RECORDS TO PROCESS
* * *

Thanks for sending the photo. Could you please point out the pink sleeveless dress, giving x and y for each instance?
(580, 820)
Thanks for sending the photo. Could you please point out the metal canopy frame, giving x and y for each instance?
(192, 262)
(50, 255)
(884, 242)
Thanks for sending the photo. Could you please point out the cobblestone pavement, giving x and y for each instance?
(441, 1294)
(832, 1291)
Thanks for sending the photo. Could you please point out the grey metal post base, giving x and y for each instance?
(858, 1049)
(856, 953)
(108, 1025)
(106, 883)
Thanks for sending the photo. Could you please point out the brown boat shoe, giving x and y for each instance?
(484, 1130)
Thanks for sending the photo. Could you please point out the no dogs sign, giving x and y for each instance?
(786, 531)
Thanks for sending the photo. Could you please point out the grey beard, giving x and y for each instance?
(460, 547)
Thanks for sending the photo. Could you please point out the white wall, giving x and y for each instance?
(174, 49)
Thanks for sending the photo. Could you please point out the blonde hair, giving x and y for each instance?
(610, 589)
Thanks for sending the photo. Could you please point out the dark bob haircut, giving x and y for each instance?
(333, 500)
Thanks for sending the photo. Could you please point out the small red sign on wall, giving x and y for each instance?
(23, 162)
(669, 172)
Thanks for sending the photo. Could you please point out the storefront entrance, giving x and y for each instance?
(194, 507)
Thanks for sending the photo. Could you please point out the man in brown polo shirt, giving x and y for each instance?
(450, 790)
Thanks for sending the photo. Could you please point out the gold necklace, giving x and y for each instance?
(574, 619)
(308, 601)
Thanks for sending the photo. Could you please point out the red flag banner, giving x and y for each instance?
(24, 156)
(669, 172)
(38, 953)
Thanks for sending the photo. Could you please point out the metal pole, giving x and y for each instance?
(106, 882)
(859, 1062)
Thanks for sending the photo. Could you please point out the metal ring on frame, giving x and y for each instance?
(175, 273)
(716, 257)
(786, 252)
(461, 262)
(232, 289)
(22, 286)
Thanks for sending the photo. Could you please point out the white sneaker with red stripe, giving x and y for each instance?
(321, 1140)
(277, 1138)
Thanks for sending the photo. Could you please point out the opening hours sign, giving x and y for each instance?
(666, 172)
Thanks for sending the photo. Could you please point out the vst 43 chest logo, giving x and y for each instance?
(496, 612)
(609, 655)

* * *

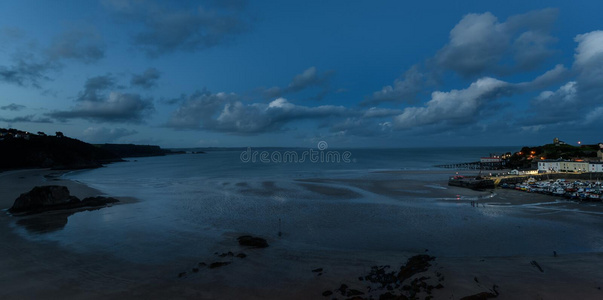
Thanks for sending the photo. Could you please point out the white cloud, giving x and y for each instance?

* * *

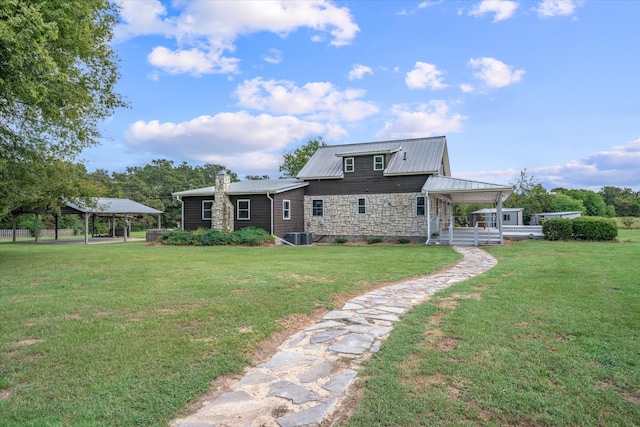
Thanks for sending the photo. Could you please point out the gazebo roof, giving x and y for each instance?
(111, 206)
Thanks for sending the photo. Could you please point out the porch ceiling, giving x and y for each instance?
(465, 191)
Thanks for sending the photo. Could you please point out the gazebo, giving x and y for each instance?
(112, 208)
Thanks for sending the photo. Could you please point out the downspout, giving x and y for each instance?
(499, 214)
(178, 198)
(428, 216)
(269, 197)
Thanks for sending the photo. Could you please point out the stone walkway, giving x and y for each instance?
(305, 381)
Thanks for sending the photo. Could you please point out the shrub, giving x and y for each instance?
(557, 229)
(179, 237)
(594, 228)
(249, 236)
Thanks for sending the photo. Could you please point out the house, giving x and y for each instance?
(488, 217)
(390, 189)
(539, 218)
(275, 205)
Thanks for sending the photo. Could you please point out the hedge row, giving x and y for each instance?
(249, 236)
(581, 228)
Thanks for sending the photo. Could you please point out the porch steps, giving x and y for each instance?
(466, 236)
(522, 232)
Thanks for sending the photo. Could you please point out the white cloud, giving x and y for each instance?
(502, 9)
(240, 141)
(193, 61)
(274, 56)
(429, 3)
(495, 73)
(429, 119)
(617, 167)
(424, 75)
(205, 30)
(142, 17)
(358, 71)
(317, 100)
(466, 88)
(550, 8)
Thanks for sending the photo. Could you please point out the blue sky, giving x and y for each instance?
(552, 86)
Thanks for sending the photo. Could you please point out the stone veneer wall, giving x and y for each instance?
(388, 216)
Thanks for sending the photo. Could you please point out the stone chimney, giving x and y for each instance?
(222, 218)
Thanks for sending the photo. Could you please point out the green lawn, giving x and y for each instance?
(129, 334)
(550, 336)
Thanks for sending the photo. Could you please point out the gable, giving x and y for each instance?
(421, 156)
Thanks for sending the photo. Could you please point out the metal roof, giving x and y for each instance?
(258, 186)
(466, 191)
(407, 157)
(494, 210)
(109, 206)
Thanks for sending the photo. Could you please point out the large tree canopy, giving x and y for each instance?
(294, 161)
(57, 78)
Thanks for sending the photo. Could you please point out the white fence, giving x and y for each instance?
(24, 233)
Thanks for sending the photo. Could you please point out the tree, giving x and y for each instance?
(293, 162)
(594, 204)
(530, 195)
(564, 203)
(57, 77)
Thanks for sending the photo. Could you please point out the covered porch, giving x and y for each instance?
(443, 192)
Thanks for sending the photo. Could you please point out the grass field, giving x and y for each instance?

* * *

YOUR INSTRUCTIONS
Can you format the material above as a Markdown table with the columns Row and Line, one numbered row per line and no rows for blank lines? Begin at the line that has "gable, giving x and y for each instance?" and stop after the line that has "field, giving x and y for each instance?".

WRITTEN SOLUTION
| Row | Line |
|---|---|
| 1 | Thanks for sending the photo. Could you please point out the gable, giving x and y for each instance? |
| 2 | (421, 156) |
| 3 | Thanks for sending the photo. Could you please point out the metal roof, giving x and y for each instance? |
| 4 | (258, 186) |
| 5 | (466, 191) |
| 6 | (407, 157) |
| 7 | (494, 210) |
| 8 | (109, 206) |
| 9 | Thanks for sending the photo. Could you please point out the large tree canopy, giving x and y for each instance? |
| 10 | (294, 161) |
| 11 | (57, 78) |
| 12 | Thanks for sending the photo. Could you please point out the white fence, giving x and y for each instance? |
| 13 | (24, 233) |
| 14 | Thanks for sending the photo. Could you please point out the tree, giving x and y for each instance? |
| 15 | (293, 162) |
| 16 | (594, 204) |
| 17 | (530, 195) |
| 18 | (564, 203) |
| 19 | (57, 77) |
| 20 | Thanks for sending the photo. Could you please point out the covered porch, giving x and y for each instance? |
| 21 | (443, 192) |
| 22 | Thanks for sending the photo. Could you please point out the grass field, giving x and y for each instance? |